• [Source records]
>>>

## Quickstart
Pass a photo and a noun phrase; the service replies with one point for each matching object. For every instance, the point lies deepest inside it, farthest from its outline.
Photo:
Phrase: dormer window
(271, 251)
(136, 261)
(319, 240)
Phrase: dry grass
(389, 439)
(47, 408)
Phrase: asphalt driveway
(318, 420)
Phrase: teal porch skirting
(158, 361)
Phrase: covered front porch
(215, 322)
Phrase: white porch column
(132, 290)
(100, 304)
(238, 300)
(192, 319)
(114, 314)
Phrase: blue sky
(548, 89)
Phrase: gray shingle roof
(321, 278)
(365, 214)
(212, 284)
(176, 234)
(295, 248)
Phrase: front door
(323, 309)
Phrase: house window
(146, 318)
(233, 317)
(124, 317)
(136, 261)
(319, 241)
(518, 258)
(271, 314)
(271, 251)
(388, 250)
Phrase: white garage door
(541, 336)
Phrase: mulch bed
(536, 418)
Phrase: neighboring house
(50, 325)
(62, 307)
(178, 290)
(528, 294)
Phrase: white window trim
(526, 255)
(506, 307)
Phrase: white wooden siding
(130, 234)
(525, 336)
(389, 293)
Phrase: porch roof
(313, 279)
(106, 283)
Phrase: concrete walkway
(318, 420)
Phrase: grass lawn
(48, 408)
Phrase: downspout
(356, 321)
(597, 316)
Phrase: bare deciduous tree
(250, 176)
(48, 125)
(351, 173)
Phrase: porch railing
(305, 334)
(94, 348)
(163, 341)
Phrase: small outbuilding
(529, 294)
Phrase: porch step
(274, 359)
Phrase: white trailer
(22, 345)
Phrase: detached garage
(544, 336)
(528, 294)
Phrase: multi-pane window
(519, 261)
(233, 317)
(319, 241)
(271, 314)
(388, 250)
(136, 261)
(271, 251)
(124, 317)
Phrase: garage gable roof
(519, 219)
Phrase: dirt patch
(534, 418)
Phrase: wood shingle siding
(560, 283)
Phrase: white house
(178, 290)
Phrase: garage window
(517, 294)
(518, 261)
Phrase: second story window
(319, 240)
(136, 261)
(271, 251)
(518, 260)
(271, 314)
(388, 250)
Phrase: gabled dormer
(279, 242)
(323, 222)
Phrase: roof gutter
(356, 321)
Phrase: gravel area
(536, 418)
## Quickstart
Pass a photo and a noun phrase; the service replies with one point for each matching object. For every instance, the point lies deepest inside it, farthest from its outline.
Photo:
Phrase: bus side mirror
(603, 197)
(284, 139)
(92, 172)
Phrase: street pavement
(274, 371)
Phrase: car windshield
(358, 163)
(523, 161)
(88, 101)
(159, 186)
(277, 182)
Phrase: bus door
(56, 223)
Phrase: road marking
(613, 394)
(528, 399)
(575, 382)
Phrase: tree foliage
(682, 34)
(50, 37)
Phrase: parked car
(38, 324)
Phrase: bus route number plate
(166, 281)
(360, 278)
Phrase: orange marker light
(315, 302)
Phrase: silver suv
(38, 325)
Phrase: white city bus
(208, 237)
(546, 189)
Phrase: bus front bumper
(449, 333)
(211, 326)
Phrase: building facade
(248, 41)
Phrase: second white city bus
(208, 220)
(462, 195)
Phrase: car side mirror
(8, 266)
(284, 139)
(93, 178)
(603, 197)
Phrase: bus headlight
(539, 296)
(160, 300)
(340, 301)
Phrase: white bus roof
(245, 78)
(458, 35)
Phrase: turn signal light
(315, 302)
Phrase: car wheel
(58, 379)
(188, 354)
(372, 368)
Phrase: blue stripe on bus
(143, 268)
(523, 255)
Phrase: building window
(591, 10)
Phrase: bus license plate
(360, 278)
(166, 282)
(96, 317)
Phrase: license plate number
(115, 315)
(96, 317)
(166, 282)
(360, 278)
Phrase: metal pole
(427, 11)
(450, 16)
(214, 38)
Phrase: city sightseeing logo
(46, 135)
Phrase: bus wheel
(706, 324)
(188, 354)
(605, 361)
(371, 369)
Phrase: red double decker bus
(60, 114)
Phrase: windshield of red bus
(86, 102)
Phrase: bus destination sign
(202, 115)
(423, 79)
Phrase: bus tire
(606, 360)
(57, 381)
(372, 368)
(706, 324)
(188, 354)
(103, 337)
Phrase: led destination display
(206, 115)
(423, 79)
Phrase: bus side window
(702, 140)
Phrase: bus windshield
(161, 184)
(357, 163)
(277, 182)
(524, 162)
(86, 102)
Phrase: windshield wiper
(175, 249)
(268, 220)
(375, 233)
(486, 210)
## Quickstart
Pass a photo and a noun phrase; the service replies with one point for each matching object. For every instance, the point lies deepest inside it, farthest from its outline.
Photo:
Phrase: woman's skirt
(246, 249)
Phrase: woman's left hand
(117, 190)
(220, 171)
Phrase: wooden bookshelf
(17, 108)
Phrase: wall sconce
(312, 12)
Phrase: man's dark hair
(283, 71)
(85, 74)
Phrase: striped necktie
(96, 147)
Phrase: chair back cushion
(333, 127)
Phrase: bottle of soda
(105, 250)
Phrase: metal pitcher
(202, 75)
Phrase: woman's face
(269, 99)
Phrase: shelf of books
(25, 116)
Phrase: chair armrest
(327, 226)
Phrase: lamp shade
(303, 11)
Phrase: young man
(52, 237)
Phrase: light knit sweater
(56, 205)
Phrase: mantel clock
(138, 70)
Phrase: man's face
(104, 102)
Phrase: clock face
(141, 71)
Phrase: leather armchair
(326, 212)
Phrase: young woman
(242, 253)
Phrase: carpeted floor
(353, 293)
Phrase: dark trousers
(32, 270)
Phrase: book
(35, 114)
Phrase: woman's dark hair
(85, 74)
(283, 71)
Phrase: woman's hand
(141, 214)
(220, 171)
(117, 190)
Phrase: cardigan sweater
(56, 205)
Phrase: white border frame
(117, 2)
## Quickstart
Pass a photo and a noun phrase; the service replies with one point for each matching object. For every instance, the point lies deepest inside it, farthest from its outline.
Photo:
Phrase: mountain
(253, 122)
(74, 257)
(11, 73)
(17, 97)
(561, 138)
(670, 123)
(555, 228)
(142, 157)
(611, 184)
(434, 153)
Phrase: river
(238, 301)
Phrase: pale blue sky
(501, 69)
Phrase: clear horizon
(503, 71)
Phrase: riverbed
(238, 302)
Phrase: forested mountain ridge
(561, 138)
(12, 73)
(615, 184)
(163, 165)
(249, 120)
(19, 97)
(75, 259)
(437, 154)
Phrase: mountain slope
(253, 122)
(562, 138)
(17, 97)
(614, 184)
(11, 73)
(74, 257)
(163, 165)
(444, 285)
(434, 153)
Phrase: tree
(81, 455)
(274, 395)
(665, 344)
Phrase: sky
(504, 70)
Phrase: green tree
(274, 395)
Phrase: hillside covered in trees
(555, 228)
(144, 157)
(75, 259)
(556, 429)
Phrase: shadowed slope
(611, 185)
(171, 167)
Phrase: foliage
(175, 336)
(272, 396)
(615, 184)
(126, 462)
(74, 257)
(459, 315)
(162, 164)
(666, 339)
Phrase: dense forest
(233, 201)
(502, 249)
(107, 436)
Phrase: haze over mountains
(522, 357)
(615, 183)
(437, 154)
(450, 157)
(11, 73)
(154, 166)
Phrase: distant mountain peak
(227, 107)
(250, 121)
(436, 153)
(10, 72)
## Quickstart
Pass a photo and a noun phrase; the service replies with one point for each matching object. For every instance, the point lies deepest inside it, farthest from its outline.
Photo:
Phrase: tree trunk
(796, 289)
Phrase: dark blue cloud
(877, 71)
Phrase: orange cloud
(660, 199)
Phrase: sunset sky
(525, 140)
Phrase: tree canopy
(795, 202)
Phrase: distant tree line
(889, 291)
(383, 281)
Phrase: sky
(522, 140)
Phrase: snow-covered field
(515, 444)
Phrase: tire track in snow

<<<

• [Exercise objective]
Rewrite all of the data above as a numbered list, leaving out any blank lines.

• [Task result]
1. ## Quickstart
2. Pass a photo and a noun phrase; the service replies with one point for each matching object. For every instance, the point lies deepest inside it, farthest from its outline.
3. Photo:
4. Phrase: dormer window
5. (271, 251)
6. (136, 261)
7. (319, 240)
8. Phrase: dry grass
9. (389, 439)
10. (47, 408)
11. Phrase: asphalt driveway
12. (318, 420)
13. Phrase: teal porch skirting
14. (158, 361)
15. Phrase: covered front porch
16. (215, 322)
17. Phrase: white porch column
18. (132, 290)
19. (100, 304)
20. (238, 300)
21. (192, 319)
22. (114, 314)
23. Phrase: blue sky
24. (548, 89)
25. Phrase: gray shingle roof
26. (321, 278)
27. (365, 214)
28. (212, 284)
29. (176, 234)
30. (295, 248)
31. Phrase: front door
32. (323, 309)
33. Phrase: house window
34. (146, 318)
35. (233, 317)
36. (124, 317)
37. (136, 261)
38. (319, 241)
39. (518, 258)
40. (271, 314)
41. (271, 251)
42. (388, 250)
43. Phrase: white garage door
44. (541, 336)
45. Phrase: mulch bed
46. (536, 418)
47. Phrase: neighboring house
48. (50, 325)
49. (62, 307)
50. (178, 290)
51. (528, 294)
52. Phrase: white window trim
53. (526, 255)
54. (506, 307)
55. Phrase: white wooden siding
56. (130, 234)
57. (525, 336)
58. (389, 293)
59. Phrase: porch roof
60. (313, 279)
61. (106, 283)
62. Phrase: concrete walkway
63. (318, 420)
64. Phrase: grass lawn
65. (48, 408)
66. Phrase: downspout
67. (356, 321)
68. (597, 316)
69. Phrase: bare deciduous tree
70. (250, 176)
71. (48, 125)
72. (351, 173)
73. Phrase: porch railing
74. (305, 334)
75. (94, 348)
76. (163, 341)
77. Phrase: small outbuilding
78. (529, 294)
79. Phrase: porch step
80. (274, 359)
81. Phrase: white trailer
82. (22, 345)
83. Phrase: detached garage
84. (544, 336)
85. (528, 294)
86. Phrase: multi-pane window
87. (519, 261)
88. (233, 317)
89. (319, 241)
90. (271, 314)
91. (388, 250)
92. (136, 261)
93. (271, 251)
94. (124, 317)
95. Phrase: garage gable roof
96. (519, 219)
97. Phrase: dirt patch
98. (534, 418)
99. Phrase: wood shingle siding
100. (560, 283)
101. Phrase: white house
102. (178, 290)
103. Phrase: garage window
104. (517, 294)
105. (518, 261)
106. Phrase: second story window
107. (319, 240)
108. (136, 261)
109. (271, 251)
110. (518, 260)
111. (271, 314)
112. (388, 250)
113. Phrase: gabled dormer
114. (279, 242)
115. (323, 222)
116. Phrase: roof gutter
117. (356, 321)
118. Phrase: gravel area
119. (536, 418)
120. ## Quickstart
121. Pass a photo and a noun phrase; the service replies with one point for each matching object. For every instance, the point lies deepest inside it, farthest from its outline.
122. Photo:
123. Phrase: bus side mirror
124. (603, 197)
125. (284, 139)
126. (92, 172)
127. Phrase: street pavement
128. (274, 371)
129. Phrase: car windshield
130. (358, 163)
131. (523, 161)
132. (88, 101)
133. (159, 186)
134. (277, 182)
135. Phrase: bus door
136. (56, 223)
137. Phrase: road marking
138. (613, 394)
139. (528, 399)
140. (575, 382)
141. Phrase: tree foliage
142. (682, 34)
143. (50, 37)
144. Phrase: parked car
145. (38, 324)
146. Phrase: bus route number plate
147. (166, 281)
148. (360, 278)
149. Phrase: orange marker light
150. (315, 302)
151. Phrase: silver suv
152. (38, 325)
153. Phrase: white city bus
154. (208, 237)
155. (546, 189)
156. Phrase: bus front bumper
157. (449, 333)
158. (211, 326)
159. Phrase: building facade
160. (248, 41)
161. Phrase: second white city bus
162. (208, 220)
163. (462, 195)
164. Phrase: car side mirror
165. (8, 266)
166. (284, 139)
167. (93, 178)
168. (603, 197)
169. Phrase: bus headlight
170. (539, 296)
171. (160, 300)
172. (340, 301)
173. Phrase: white bus roof
174. (245, 78)
175. (458, 35)
176. Phrase: turn signal light
177. (315, 302)
178. Phrase: car wheel
179. (58, 379)
180. (188, 354)
181. (372, 368)
182. Phrase: blue stripe on bus
183. (143, 268)
184. (523, 255)
185. Phrase: building window
186. (591, 10)
187. Phrase: bus license plate
188. (360, 278)
189. (166, 282)
190. (96, 317)
191. Phrase: license plate number
192. (115, 315)
193. (96, 317)
194. (166, 282)
195. (360, 278)
196. Phrase: metal pole
197. (427, 11)
198. (450, 16)
199. (214, 38)
200. Phrase: city sightseeing logo
201. (46, 135)
202. Phrase: bus wheel
203. (706, 324)
204. (188, 354)
205. (605, 361)
206. (371, 369)
207. Phrase: red double decker bus
208. (60, 114)
209. Phrase: windshield of red bus
210. (86, 102)
211. Phrase: bus destination sign
212. (202, 115)
213. (423, 79)
214. Phrase: bus tire
215. (606, 360)
216. (57, 381)
217. (372, 368)
218. (706, 324)
219. (188, 354)
220. (103, 337)
221. Phrase: led destination display
222. (206, 115)
223. (423, 79)
224. Phrase: bus side window
225. (702, 140)
226. Phrase: bus windshield
227. (161, 184)
228. (357, 163)
229. (277, 182)
230. (524, 162)
231. (86, 102)
232. Phrase: windshield wiper
233. (175, 249)
234. (268, 220)
235. (375, 233)
236. (486, 210)
237. ## Quickstart
238. Pass a photo and a noun phrase; the service replies with one point for each matching object. For every instance, the point lies deepest inside it, farthest from its outline.
239. Photo:
240. Phrase: woman's skirt
241. (246, 249)
242. Phrase: woman's left hand
243. (117, 190)
244. (220, 171)
245. Phrase: wooden bookshelf
246. (17, 108)
247. Phrase: wall sconce
248. (312, 12)
249. Phrase: man's dark hair
250. (283, 71)
251. (85, 74)
252. Phrase: striped necktie
253. (96, 147)
254. Phrase: chair back cushion
255. (333, 127)
256. Phrase: bottle of soda
257. (105, 250)
258. Phrase: metal pitcher
259. (202, 75)
260. Phrase: woman's face
261. (269, 99)
262. Phrase: shelf of books
263. (25, 116)
264. Phrase: chair armrest
265. (327, 226)
266. Phrase: lamp shade
267. (303, 11)
268. Phrase: young man
269. (52, 237)
270. Phrase: light knit sweater
271. (56, 205)
272. Phrase: mantel clock
273. (138, 70)
274. Phrase: man's face
275. (104, 102)
276. Phrase: clock face
277. (141, 71)
278. Phrase: leather armchair
279. (326, 212)
280. Phrase: young woman
281. (242, 253)
282. Phrase: carpeted floor
283. (353, 293)
284. Phrase: dark trousers
285. (32, 270)
286. Phrase: book
287. (35, 114)
288. Phrase: woman's dark hair
289. (85, 74)
290. (283, 71)
291. Phrase: woman's hand
292. (141, 214)
293. (220, 171)
294. (117, 190)
295. Phrase: cardigan sweater
296. (56, 205)
297. Phrase: white border frame
298. (117, 2)
299. ## Quickstart
300. Pass a photo and a noun phrase; the service replies with one point for each matching object. For every instance, the point lies deepest inside it, farthest from its outline.
301. Photo:
302. Phrase: mountain
303. (253, 122)
304. (74, 257)
305. (11, 73)
306. (17, 97)
307. (561, 138)
308. (670, 123)
309. (555, 228)
310. (142, 157)
311. (611, 184)
312. (434, 153)
313. Phrase: river
314. (238, 301)
315. Phrase: pale blue sky
316. (501, 69)
317. Phrase: clear horizon
318. (503, 71)
319. Phrase: riverbed
320. (238, 302)
321. Phrase: forested mountain ridge
322. (561, 138)
323. (12, 73)
324. (615, 184)
325. (163, 165)
326. (249, 120)
327. (19, 97)
328. (75, 259)
329. (437, 154)
330. Phrase: mountain slope
331. (253, 122)
332. (562, 138)
333. (17, 97)
334. (614, 184)
335. (11, 73)
336. (74, 257)
337. (163, 165)
338. (444, 285)
339. (434, 153)
340. Phrase: tree
341. (81, 455)
342. (274, 395)
343. (665, 344)
344. Phrase: sky
345. (504, 70)
346. Phrase: green tree
347. (274, 395)
348. Phrase: hillside covered in trees
349. (555, 228)
350. (144, 157)
351. (75, 259)
352. (556, 429)
353. Phrase: shadowed slope
354. (611, 185)
355. (171, 167)
356. Phrase: foliage
357. (175, 336)
358. (272, 396)
359. (615, 184)
360. (126, 462)
361. (74, 257)
362. (459, 315)
363. (162, 164)
364. (666, 339)
365. Phrase: dense forest
366. (233, 201)
367. (502, 249)
368. (107, 436)
369. Phrase: haze over mountains
370. (522, 357)
371. (615, 183)
372. (437, 154)
373. (450, 157)
374. (11, 73)
375. (154, 166)
376. Phrase: distant mountain peak
377. (227, 107)
378. (250, 121)
379. (436, 153)
380. (10, 72)
381. ## Quickstart
382. Pass a photo and a noun phrase; the service replies with one point for each matching object. For every instance, the point lies deepest inside it, farthest from its outline.
383. Photo:
384. Phrase: tree trunk
385. (796, 289)
386. Phrase: dark blue cloud
387. (877, 71)
388. Phrase: orange cloud
389. (660, 199)
390. Phrase: sunset sky
391. (525, 140)
392. Phrase: tree canopy
393. (795, 202)
394. Phrase: distant tree line
395. (889, 291)
396. (383, 281)
397. Phrase: sky
398. (522, 140)
399. Phrase: snow-covered field
400. (515, 444)
401. Phrase: tire track in snow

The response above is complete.